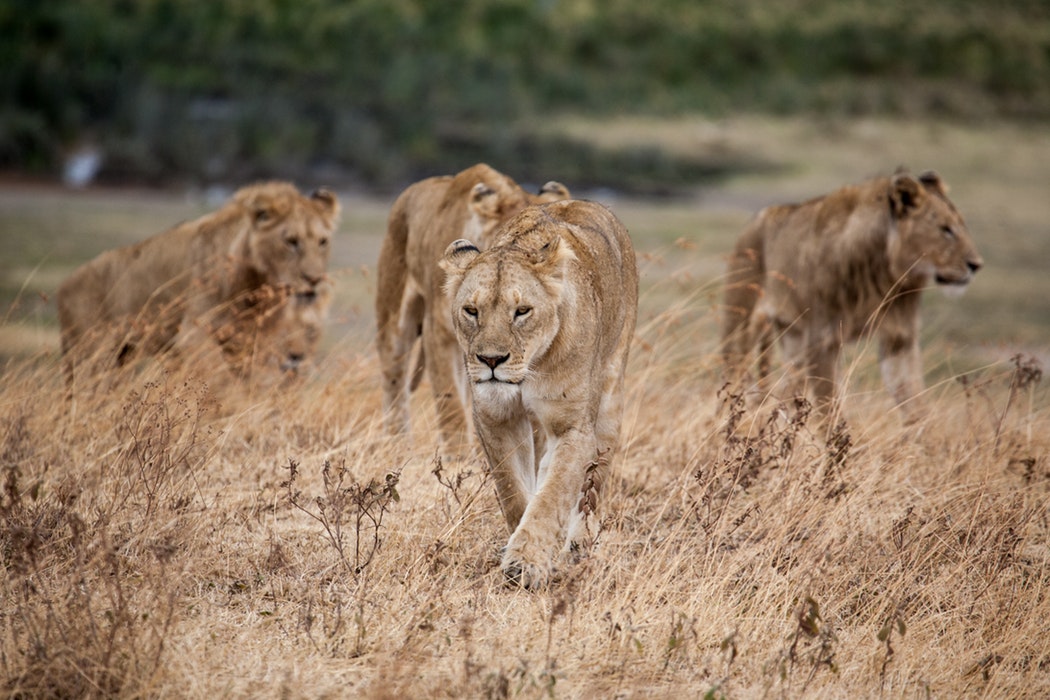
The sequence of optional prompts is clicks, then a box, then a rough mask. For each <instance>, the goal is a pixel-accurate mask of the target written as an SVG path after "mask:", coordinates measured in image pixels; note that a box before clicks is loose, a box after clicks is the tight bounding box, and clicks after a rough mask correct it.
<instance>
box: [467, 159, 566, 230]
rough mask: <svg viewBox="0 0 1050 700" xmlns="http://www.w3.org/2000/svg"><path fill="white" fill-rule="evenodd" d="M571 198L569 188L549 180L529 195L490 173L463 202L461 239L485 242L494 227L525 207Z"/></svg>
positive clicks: (509, 180) (512, 215)
mask: <svg viewBox="0 0 1050 700" xmlns="http://www.w3.org/2000/svg"><path fill="white" fill-rule="evenodd" d="M571 196H572V195H571V193H570V192H569V188H567V187H566V186H565V185H562V184H561V183H559V182H556V181H553V179H552V181H550V182H548V183H546V184H545V185H544V186H543V187H541V188H540V191H539V192H538V193H537V194H530V193H527V192H525V191H524V190H522V189H521V188H520V187H519V186H518V184H517V183H516V182H513V181H512V179H510V178H509V177H507V176H506V175H503V174H501V173H496V172H495V171H493V172H492V173H491V174H488V176H487V178H486V181H485V182H480V183H478V184H477V185H475V186H474V188H472V189H471V190H470V195H469V198H468V199H467V210H468V211H469V217H468V219H467V222H466V225H465V226H464V228H463V237H464V239H468V240H479V241H486V240H487V239H488V237H489V236H490V235H491V233H492V230H495V229H496V227H497V226H499V225H500V224H502V222H503V221H505V220H507V219H509V218H510V217H511V216H513V215H514V214H517V213H518V212H520V211H521V210H523V209H525V207H527V206H529V205H532V204H547V203H550V201H560V200H562V199H569V198H570V197H571Z"/></svg>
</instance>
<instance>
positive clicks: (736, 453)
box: [0, 119, 1050, 698]
mask: <svg viewBox="0 0 1050 700" xmlns="http://www.w3.org/2000/svg"><path fill="white" fill-rule="evenodd" d="M553 126H554V127H556V128H560V129H565V130H567V131H570V132H571V131H573V130H576V129H586V131H587V133H588V134H589V135H590V136H592V137H594V139H597V140H603V139H605V140H609V141H610V142H617V141H618V142H624V141H626V140H631V139H646V140H649V141H652V142H655V143H657V144H659V145H661V146H664V147H666V148H671V149H676V150H679V151H684V152H695V153H701V154H702V153H705V152H711V153H716V154H721V155H722V156H723V155H724V154H726V153H727V152H728V153H732V154H738V155H740V157H743V158H748V160H749V161H751V162H756V161H760V162H762V163H766V164H769V165H770V166H771V167H770V168H768V169H765V170H762V171H758V172H754V173H753V174H749V175H741V176H739V177H735V178H731V179H729V181H727V182H724V183H722V184H720V185H719V186H717V187H711V188H702V189H698V190H697V192H696V195H695V196H694V197H692V198H688V199H675V200H667V201H640V200H631V199H626V198H622V197H614V196H612V194H611V193H605V192H595V193H591V196H593V197H594V198H598V199H603V200H605V201H607V203H608V204H610V205H611V206H612V208H613V210H614V211H615V212H616V213H617V214H618V215H619V216H621V217H622V218H623V220H624V221H625V222H626V224H627V226H628V228H629V230H630V231H631V233H632V235H633V237H634V240H635V247H636V248H637V251H638V255H639V264H640V269H642V276H643V277H642V278H643V281H642V297H640V306H642V309H640V314H639V321H638V326H637V332H636V340H635V343H634V346H633V348H632V358H631V363H630V368H629V375H628V381H627V394H628V397H627V399H628V401H627V407H628V408H627V412H626V416H625V421H624V429H623V449H622V452H621V457H619V459H618V460H617V462H616V465H615V478H614V479H613V480H612V482H611V485H610V487H609V488H608V490H607V492H606V493H605V497H604V504H605V511H604V530H603V532H602V534H601V537H600V540H598V544H597V546H596V547H595V548H593V549H592V551H591V552H590V554H589V555H588V556H586V557H585V558H583V559H582V560H581V561H580V564H577V565H576V566H574V567H573V568H571V569H569V570H567V571H565V572H564V575H563V577H562V579H561V580H560V581H558V582H556V584H554V585H553V586H552V587H550V589H549V590H546V591H543V592H534V593H530V592H525V591H521V590H516V589H512V588H508V587H507V586H506V585H505V582H504V579H503V576H502V574H501V573H500V571H499V567H498V550H499V548H500V546H501V545H502V544H503V543H504V542H505V538H506V534H507V533H506V532H505V527H504V525H503V522H502V517H501V515H500V513H499V510H498V508H497V505H496V500H495V495H493V493H492V485H491V484H490V483H489V482H488V480H487V479H486V476H485V470H484V467H483V465H482V463H481V461H479V460H478V459H470V460H464V461H458V462H441V461H439V460H437V459H436V457H435V454H436V444H437V443H436V433H435V429H434V422H433V407H432V405H430V402H429V399H428V397H427V390H426V387H425V385H424V386H423V387H422V390H420V391H418V393H417V394H416V397H415V403H414V418H415V425H414V432H413V434H412V436H411V438H409V439H407V440H405V439H391V438H388V437H386V436H385V434H384V433H383V431H382V429H381V426H380V416H379V407H380V398H379V385H378V367H377V362H376V358H375V355H374V348H373V346H372V341H373V337H374V328H373V320H372V304H373V294H374V280H375V275H374V264H375V258H376V254H377V252H378V247H379V241H380V237H381V234H382V231H383V227H384V219H385V213H386V208H387V207H388V204H390V201H391V200H392V199H393V197H388V198H382V197H365V196H357V195H353V194H350V193H344V194H343V195H342V200H343V208H344V212H345V214H344V218H343V224H342V227H341V231H340V234H339V236H338V239H337V241H336V248H335V257H334V261H333V279H334V280H335V282H336V294H337V297H336V302H335V307H334V311H333V318H332V323H331V325H330V327H329V328H328V335H327V338H325V341H324V344H323V348H322V349H323V352H322V354H321V356H320V357H319V358H318V359H317V361H316V362H315V364H314V366H313V367H312V369H311V372H310V373H309V374H308V376H307V377H304V378H303V379H301V380H300V381H298V382H292V383H266V382H257V383H253V384H252V385H251V386H249V387H245V388H243V389H240V390H237V389H235V388H234V387H232V386H222V387H216V386H209V385H208V383H207V382H205V381H203V380H202V379H199V378H198V377H195V376H192V375H188V374H180V373H177V372H173V370H171V369H165V368H164V365H163V364H161V363H145V364H143V365H141V366H139V367H137V368H135V370H134V372H133V373H131V374H129V375H125V376H119V377H102V378H100V379H99V380H98V382H97V384H92V385H90V386H87V387H86V388H83V389H82V390H81V391H79V394H78V396H77V398H76V401H75V402H74V403H72V404H68V403H66V402H65V400H64V385H63V382H62V377H61V372H60V362H59V357H58V352H57V348H58V334H57V330H56V326H55V320H54V317H55V310H54V301H53V300H50V299H49V298H48V297H49V296H51V295H53V294H54V291H55V289H56V288H57V287H58V283H59V282H60V281H61V279H62V278H63V277H64V275H66V274H67V273H68V272H69V271H70V270H71V269H72V268H74V267H75V266H76V264H77V263H79V262H81V261H83V260H85V259H87V258H88V257H90V256H92V255H95V254H96V253H97V252H99V251H100V250H102V249H105V248H108V247H112V246H117V245H121V243H124V242H126V241H130V240H133V239H137V238H139V237H141V236H142V235H144V234H147V233H152V232H155V231H159V230H161V229H163V228H166V227H167V226H169V225H171V224H173V222H175V221H177V220H180V219H183V218H187V217H192V216H196V215H198V214H199V213H202V212H204V211H206V209H207V205H205V204H203V203H202V200H201V198H199V197H189V198H187V197H185V196H183V195H175V194H171V193H158V192H145V191H143V192H135V191H104V190H89V191H84V192H72V193H70V192H65V191H59V190H56V189H50V188H40V187H36V188H33V187H25V186H15V185H10V186H7V187H4V188H2V189H0V240H2V243H3V250H4V255H3V258H2V259H0V283H2V288H0V292H2V295H3V296H2V298H0V303H2V306H0V309H2V310H3V311H2V313H3V314H4V317H3V318H4V323H3V326H2V327H0V354H2V355H3V357H4V358H5V360H4V365H3V367H2V375H0V468H2V472H3V481H2V483H3V489H2V495H0V517H2V529H0V560H2V563H3V570H2V573H0V599H2V600H3V603H2V606H0V683H2V687H3V693H4V694H5V695H8V696H15V697H72V696H76V697H81V696H116V697H143V696H149V697H215V696H222V697H293V698H295V697H302V698H307V697H309V698H316V697H348V696H353V697H541V696H552V697H625V698H626V697H730V698H735V697H785V698H792V697H826V698H839V697H876V696H885V697H943V698H953V697H964V696H969V697H995V698H1000V697H1010V698H1015V697H1046V696H1048V695H1050V632H1048V627H1047V625H1048V622H1047V620H1050V593H1048V591H1050V519H1048V505H1050V462H1048V448H1050V401H1048V396H1047V382H1046V381H1042V382H1041V381H1039V380H1041V378H1042V369H1043V368H1044V367H1045V366H1046V360H1047V357H1048V353H1050V307H1048V305H1047V301H1046V300H1047V299H1048V298H1050V277H1048V275H1047V262H1048V260H1050V239H1048V237H1047V236H1046V221H1047V220H1050V198H1048V197H1047V196H1046V183H1047V182H1050V166H1048V165H1047V164H1048V163H1050V157H1048V155H1050V130H1048V129H1046V128H1036V127H1020V126H1011V125H1002V124H990V125H985V126H981V127H975V126H974V127H959V126H951V125H946V124H940V125H934V126H929V125H927V126H924V125H917V124H910V123H899V122H884V121H868V122H847V123H813V122H804V121H776V122H774V121H768V120H758V119H739V120H732V121H727V122H724V123H709V122H701V121H699V120H681V121H679V122H671V123H667V122H664V123H646V122H635V121H621V122H612V123H605V124H601V125H594V124H584V123H582V122H579V123H577V122H575V121H572V120H566V121H563V122H560V123H556V124H554V125H553ZM900 164H906V165H908V166H909V167H911V168H912V169H915V170H922V169H926V168H936V169H938V170H939V171H940V173H941V174H942V176H944V177H945V179H946V181H947V182H948V184H949V186H950V187H951V195H952V197H953V199H954V201H955V203H957V205H958V206H959V207H960V209H961V210H962V212H963V213H964V215H965V216H966V218H967V221H968V224H969V227H970V230H971V232H972V234H973V236H974V238H975V240H976V241H978V245H979V246H980V248H981V251H982V253H983V255H984V257H985V259H986V262H987V267H986V269H984V270H983V271H982V272H981V273H980V274H979V275H978V276H976V279H975V281H974V283H973V284H972V287H971V289H970V290H969V291H968V292H967V294H966V295H965V296H964V297H963V298H961V299H958V300H946V299H943V298H942V296H941V295H940V294H938V293H930V294H928V295H927V296H926V298H925V301H924V358H925V366H926V378H927V384H928V386H929V388H928V390H927V393H926V395H925V397H924V399H925V401H927V403H928V406H929V409H928V412H927V415H928V418H927V419H926V420H924V421H922V422H921V423H920V424H919V425H917V426H912V427H910V428H907V429H905V428H903V427H902V426H901V424H900V422H899V420H898V417H897V415H896V413H895V412H894V410H892V409H891V405H890V401H889V399H888V397H887V396H886V395H885V393H884V391H883V390H882V388H881V386H880V385H879V380H878V372H877V367H876V364H875V358H874V351H873V349H871V348H869V347H867V348H866V347H860V348H857V351H856V352H852V353H850V354H849V355H848V357H847V358H845V362H844V366H843V375H844V376H845V380H846V399H845V401H846V404H845V406H846V410H845V413H846V418H847V419H848V424H847V425H846V426H843V427H841V428H839V429H837V430H834V431H833V432H832V434H831V436H826V437H825V436H824V434H822V433H821V432H820V431H818V430H817V429H816V428H815V426H813V425H811V424H806V423H803V422H801V421H797V420H796V421H791V420H785V419H783V418H771V416H776V412H775V411H774V412H772V413H770V412H764V413H759V412H752V411H751V410H750V409H747V408H743V407H741V406H740V405H738V404H736V403H734V402H733V400H732V399H731V398H730V397H728V396H727V394H726V393H723V391H720V389H721V386H720V382H719V380H718V373H717V368H718V361H717V354H716V346H717V336H716V319H717V311H718V304H719V301H718V299H719V294H720V289H719V275H720V274H721V269H722V256H723V255H724V253H726V252H727V251H728V250H729V247H730V246H731V243H732V240H733V238H734V236H735V235H736V233H737V232H738V231H739V230H740V228H741V227H742V225H743V224H744V221H745V220H747V218H748V217H749V216H750V215H751V213H752V212H754V211H755V210H756V209H757V208H759V207H760V206H762V205H764V204H770V203H773V201H778V200H786V199H795V198H800V197H807V196H812V195H815V194H819V193H822V192H824V191H826V190H828V189H832V188H834V187H837V186H839V185H841V184H844V183H846V182H855V181H857V179H861V178H863V177H866V176H868V175H874V174H878V173H884V172H887V171H891V170H892V169H894V168H896V167H897V166H898V165H900ZM492 165H495V166H497V167H499V168H500V169H502V170H505V171H506V172H508V173H510V174H514V167H513V164H512V163H493V164H492ZM550 176H551V177H558V173H550ZM567 184H568V185H569V186H570V187H571V186H572V183H571V182H569V183H567ZM768 407H769V406H768Z"/></svg>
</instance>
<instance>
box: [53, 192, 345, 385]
mask: <svg viewBox="0 0 1050 700" xmlns="http://www.w3.org/2000/svg"><path fill="white" fill-rule="evenodd" d="M339 213H340V211H339V201H338V199H337V198H336V196H335V195H334V194H333V193H332V192H330V191H328V190H324V189H321V190H317V191H316V192H314V193H313V194H312V195H310V196H303V195H301V194H300V193H299V192H298V190H296V189H295V187H294V186H293V185H291V184H289V183H281V182H271V183H261V184H257V185H252V186H249V187H245V188H243V189H240V190H238V191H237V192H236V193H234V195H233V196H232V197H231V199H230V200H229V201H228V203H227V204H226V205H225V206H224V207H223V208H222V209H219V210H218V211H216V212H213V213H211V214H207V215H205V216H203V217H201V218H197V219H194V220H192V221H187V222H183V224H180V225H178V226H175V227H174V228H172V229H170V230H168V231H165V232H163V233H160V234H156V235H154V236H152V237H150V238H147V239H145V240H142V241H140V242H138V243H133V245H131V246H127V247H124V248H119V249H116V250H110V251H106V252H104V253H102V254H101V255H99V256H98V257H96V258H95V259H92V260H90V261H89V262H86V263H84V264H83V266H81V267H80V268H78V269H77V270H76V271H74V273H72V274H71V275H70V276H69V277H68V278H67V279H66V280H65V281H64V282H63V283H62V285H61V287H60V288H59V291H58V298H57V302H58V313H59V322H60V325H61V335H62V353H63V356H64V358H65V362H66V372H67V376H68V379H69V381H70V383H71V381H72V377H74V368H75V366H77V365H78V364H79V363H81V362H82V361H85V360H87V359H88V358H97V359H99V360H100V361H101V363H102V364H104V365H109V366H112V365H118V366H121V365H124V364H126V363H127V362H128V361H129V360H130V359H131V358H133V357H135V356H139V355H153V354H158V353H163V352H165V351H168V349H171V348H174V349H176V351H193V352H194V353H203V354H205V355H208V354H210V355H212V356H213V357H212V359H218V358H220V355H222V353H220V351H222V347H220V345H222V339H223V337H224V335H227V336H228V335H229V334H230V331H229V330H228V328H227V330H225V331H224V327H226V326H230V325H231V324H232V325H236V324H237V323H240V322H243V321H244V319H245V318H246V317H249V316H251V315H252V314H253V312H254V310H255V309H256V304H257V303H258V301H259V298H260V296H259V294H258V293H259V291H260V290H264V289H265V288H272V289H273V290H277V291H281V293H291V294H300V293H310V292H315V291H316V289H317V285H318V284H319V283H320V282H321V281H322V280H323V279H324V278H325V275H327V273H328V263H329V256H330V249H331V245H330V243H331V238H332V235H333V233H334V232H335V229H336V226H337V224H338V218H339ZM262 296H264V297H265V294H264V295H262ZM258 309H259V310H260V311H261V310H262V306H259V307H258ZM210 351H214V352H210ZM187 354H189V353H187Z"/></svg>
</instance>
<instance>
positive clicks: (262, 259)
mask: <svg viewBox="0 0 1050 700" xmlns="http://www.w3.org/2000/svg"><path fill="white" fill-rule="evenodd" d="M235 200H236V201H237V203H238V204H240V205H241V206H243V207H244V208H245V210H246V213H247V216H248V218H249V220H250V231H249V234H248V235H249V251H250V264H251V267H252V269H253V270H254V271H255V272H256V274H258V275H259V276H260V277H261V278H262V281H264V282H265V283H269V284H272V285H274V287H283V288H289V289H291V290H294V291H295V292H306V291H310V290H313V289H315V288H316V287H317V284H319V283H320V282H321V280H322V279H324V275H325V273H327V271H328V263H329V255H330V249H331V246H330V242H331V238H332V234H333V232H334V231H335V227H336V224H337V220H338V216H339V203H338V200H337V199H336V197H335V195H334V194H333V193H332V192H329V191H328V190H323V189H321V190H317V191H316V192H314V193H313V194H312V195H311V196H309V197H304V196H302V195H300V194H299V193H298V192H297V191H296V190H295V189H294V188H292V187H290V186H288V185H274V184H269V185H260V186H255V187H250V188H245V189H244V190H240V191H239V192H238V193H237V194H236V195H235Z"/></svg>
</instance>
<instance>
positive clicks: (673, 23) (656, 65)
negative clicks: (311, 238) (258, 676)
mask: <svg viewBox="0 0 1050 700" xmlns="http://www.w3.org/2000/svg"><path fill="white" fill-rule="evenodd" d="M0 65H3V66H5V68H4V70H3V71H0V105H3V106H2V107H0V167H4V168H18V169H29V170H38V171H40V170H53V169H55V168H56V167H57V165H58V164H59V163H60V161H61V158H62V155H63V152H64V151H65V150H66V149H68V148H69V147H71V146H72V145H75V144H76V143H78V142H79V141H81V140H84V139H90V140H93V141H96V142H99V143H100V144H101V145H102V146H103V147H104V149H105V150H106V152H107V155H108V157H107V161H106V165H105V168H106V170H105V172H104V174H106V175H107V176H109V177H110V178H128V179H132V178H134V179H143V178H145V179H149V181H158V182H163V181H166V179H172V178H190V179H195V181H209V179H224V178H226V179H234V178H238V179H239V178H245V177H252V176H266V175H285V176H291V177H300V178H309V177H310V176H311V173H312V172H316V171H318V169H323V171H324V172H329V173H331V172H343V173H348V174H351V175H354V176H357V177H359V178H362V179H363V181H365V182H369V183H372V184H374V185H379V186H384V185H391V184H398V183H401V182H403V181H404V179H406V178H411V177H414V176H417V175H419V174H421V173H423V172H429V171H432V170H434V169H439V170H447V169H448V168H447V167H444V164H445V163H447V162H448V161H449V160H450V158H451V157H454V155H455V145H454V144H449V143H447V140H446V139H444V137H443V135H442V134H445V133H448V132H450V131H463V130H464V129H467V130H468V129H471V128H476V127H477V128H478V129H480V130H481V131H483V132H484V133H487V134H490V136H491V137H492V139H495V140H497V141H495V142H492V143H491V144H489V146H491V148H492V149H493V150H496V151H499V140H500V139H504V140H505V139H507V137H508V136H507V134H508V133H511V132H513V133H519V132H520V131H521V130H522V129H525V130H527V126H528V124H529V123H530V122H531V121H533V120H539V119H542V118H543V114H546V113H549V112H551V111H579V112H589V113H595V114H602V113H610V112H624V111H632V112H637V111H646V112H654V113H668V112H680V111H686V110H688V111H702V112H709V113H710V112H726V111H729V110H741V109H742V110H752V111H778V112H785V111H793V112H798V111H836V110H839V111H843V112H858V111H860V112H894V111H903V110H906V111H907V112H908V113H915V112H919V113H922V112H937V113H942V114H948V115H951V116H954V118H962V119H966V118H972V116H979V115H980V116H983V115H985V114H987V113H988V112H989V111H990V112H992V113H995V114H999V115H1005V116H1028V118H1045V116H1047V115H1048V114H1050V6H1048V5H1046V4H1045V3H1041V2H1035V1H1032V0H1006V2H1005V3H996V5H995V6H994V7H990V6H986V4H985V3H981V2H976V1H975V0H929V1H928V2H925V3H915V4H904V3H888V4H887V3H880V4H877V5H876V4H873V3H862V2H840V1H839V0H785V1H784V2H780V3H768V2H762V1H760V0H742V1H740V2H733V3H728V2H711V1H708V2H695V1H694V0H658V1H656V2H650V3H638V2H635V1H630V2H629V1H627V0H609V1H607V2H604V3H592V2H587V1H585V0H497V1H491V0H462V1H460V2H447V3H435V2H425V1H424V0H354V1H353V2H343V1H339V0H295V1H293V0H244V1H241V2H214V1H213V0H92V2H83V1H82V0H49V1H48V2H39V1H38V0H8V2H5V3H3V4H2V5H0ZM858 86H861V87H858ZM957 96H958V97H957ZM548 150H551V151H554V152H555V155H556V149H548ZM556 165H558V164H554V166H555V167H551V168H548V170H550V171H553V170H556ZM594 176H595V177H601V173H594Z"/></svg>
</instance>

- [To do]
All that is wanted is the run of lines from the start of the material through the line that holds "box: [467, 159, 566, 230]", retyped exactly, with no pictures.

- [Written solution]
The sequence of optional prompts is clicks, then a box, then a rough mask. For each <instance>, the goal is a pixel-accurate mask of the target written as an SVG path after "mask:", coordinates measured in image pixels; note that a box before clicks is loose, a box after clicks is the tight bounding box, and clicks after a rough mask correct it.
<instance>
box: [467, 159, 566, 230]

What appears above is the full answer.